→ **Source records**:
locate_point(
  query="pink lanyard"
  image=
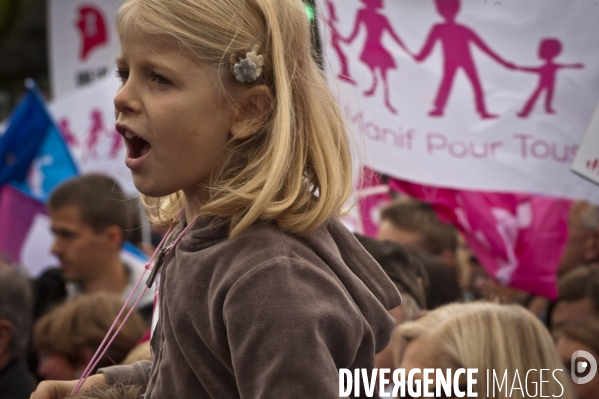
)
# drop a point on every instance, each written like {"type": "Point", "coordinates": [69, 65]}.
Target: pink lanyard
{"type": "Point", "coordinates": [162, 255]}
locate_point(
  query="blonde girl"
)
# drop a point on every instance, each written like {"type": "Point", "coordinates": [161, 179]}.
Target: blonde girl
{"type": "Point", "coordinates": [234, 138]}
{"type": "Point", "coordinates": [488, 337]}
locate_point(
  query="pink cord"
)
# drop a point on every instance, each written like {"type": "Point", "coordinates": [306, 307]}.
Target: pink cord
{"type": "Point", "coordinates": [103, 348]}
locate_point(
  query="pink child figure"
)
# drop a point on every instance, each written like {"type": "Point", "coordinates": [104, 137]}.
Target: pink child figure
{"type": "Point", "coordinates": [68, 136]}
{"type": "Point", "coordinates": [455, 40]}
{"type": "Point", "coordinates": [95, 132]}
{"type": "Point", "coordinates": [548, 50]}
{"type": "Point", "coordinates": [335, 38]}
{"type": "Point", "coordinates": [374, 55]}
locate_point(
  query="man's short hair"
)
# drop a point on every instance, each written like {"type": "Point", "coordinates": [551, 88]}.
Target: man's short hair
{"type": "Point", "coordinates": [419, 217]}
{"type": "Point", "coordinates": [580, 283]}
{"type": "Point", "coordinates": [590, 217]}
{"type": "Point", "coordinates": [100, 199]}
{"type": "Point", "coordinates": [116, 391]}
{"type": "Point", "coordinates": [16, 306]}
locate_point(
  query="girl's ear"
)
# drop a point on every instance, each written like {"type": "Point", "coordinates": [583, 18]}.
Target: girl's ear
{"type": "Point", "coordinates": [253, 112]}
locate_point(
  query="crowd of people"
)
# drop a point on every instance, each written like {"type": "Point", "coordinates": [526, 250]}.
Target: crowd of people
{"type": "Point", "coordinates": [238, 147]}
{"type": "Point", "coordinates": [452, 314]}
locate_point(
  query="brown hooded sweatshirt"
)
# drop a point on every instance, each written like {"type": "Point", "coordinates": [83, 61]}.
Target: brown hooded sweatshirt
{"type": "Point", "coordinates": [264, 315]}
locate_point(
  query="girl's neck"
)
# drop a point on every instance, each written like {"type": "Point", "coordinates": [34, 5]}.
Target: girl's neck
{"type": "Point", "coordinates": [193, 200]}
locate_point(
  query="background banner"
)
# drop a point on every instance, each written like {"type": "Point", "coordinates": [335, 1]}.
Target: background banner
{"type": "Point", "coordinates": [82, 42]}
{"type": "Point", "coordinates": [473, 94]}
{"type": "Point", "coordinates": [86, 120]}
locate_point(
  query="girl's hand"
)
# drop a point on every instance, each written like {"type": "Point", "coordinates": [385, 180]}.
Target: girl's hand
{"type": "Point", "coordinates": [59, 389]}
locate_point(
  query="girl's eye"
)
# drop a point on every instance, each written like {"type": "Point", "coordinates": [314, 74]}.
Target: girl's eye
{"type": "Point", "coordinates": [122, 74]}
{"type": "Point", "coordinates": [160, 80]}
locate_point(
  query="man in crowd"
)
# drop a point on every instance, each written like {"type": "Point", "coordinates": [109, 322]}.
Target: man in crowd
{"type": "Point", "coordinates": [415, 225]}
{"type": "Point", "coordinates": [16, 314]}
{"type": "Point", "coordinates": [578, 297]}
{"type": "Point", "coordinates": [409, 276]}
{"type": "Point", "coordinates": [582, 247]}
{"type": "Point", "coordinates": [90, 217]}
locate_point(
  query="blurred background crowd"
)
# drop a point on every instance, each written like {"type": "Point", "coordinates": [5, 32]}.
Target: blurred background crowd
{"type": "Point", "coordinates": [454, 313]}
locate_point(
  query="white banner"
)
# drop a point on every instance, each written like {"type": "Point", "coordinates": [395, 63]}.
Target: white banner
{"type": "Point", "coordinates": [586, 163]}
{"type": "Point", "coordinates": [86, 120]}
{"type": "Point", "coordinates": [479, 95]}
{"type": "Point", "coordinates": [82, 42]}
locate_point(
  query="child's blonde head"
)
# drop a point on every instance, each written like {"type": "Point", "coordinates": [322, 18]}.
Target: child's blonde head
{"type": "Point", "coordinates": [294, 164]}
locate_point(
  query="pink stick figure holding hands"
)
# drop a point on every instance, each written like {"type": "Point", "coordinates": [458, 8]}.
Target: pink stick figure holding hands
{"type": "Point", "coordinates": [336, 38]}
{"type": "Point", "coordinates": [374, 54]}
{"type": "Point", "coordinates": [548, 50]}
{"type": "Point", "coordinates": [455, 40]}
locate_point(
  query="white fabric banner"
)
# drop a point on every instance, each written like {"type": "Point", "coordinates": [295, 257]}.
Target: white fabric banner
{"type": "Point", "coordinates": [86, 120]}
{"type": "Point", "coordinates": [82, 42]}
{"type": "Point", "coordinates": [479, 95]}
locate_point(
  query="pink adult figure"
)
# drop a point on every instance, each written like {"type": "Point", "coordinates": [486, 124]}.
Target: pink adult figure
{"type": "Point", "coordinates": [455, 40]}
{"type": "Point", "coordinates": [374, 55]}
{"type": "Point", "coordinates": [335, 39]}
{"type": "Point", "coordinates": [548, 50]}
{"type": "Point", "coordinates": [66, 133]}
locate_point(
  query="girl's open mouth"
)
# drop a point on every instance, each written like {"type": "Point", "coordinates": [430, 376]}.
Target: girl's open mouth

→ **Task requirements**: Each line of the entries above that contains "mouth" is to be copied.

→ **Answer for the task**:
  query="girl's open mouth"
Target: girl's open mouth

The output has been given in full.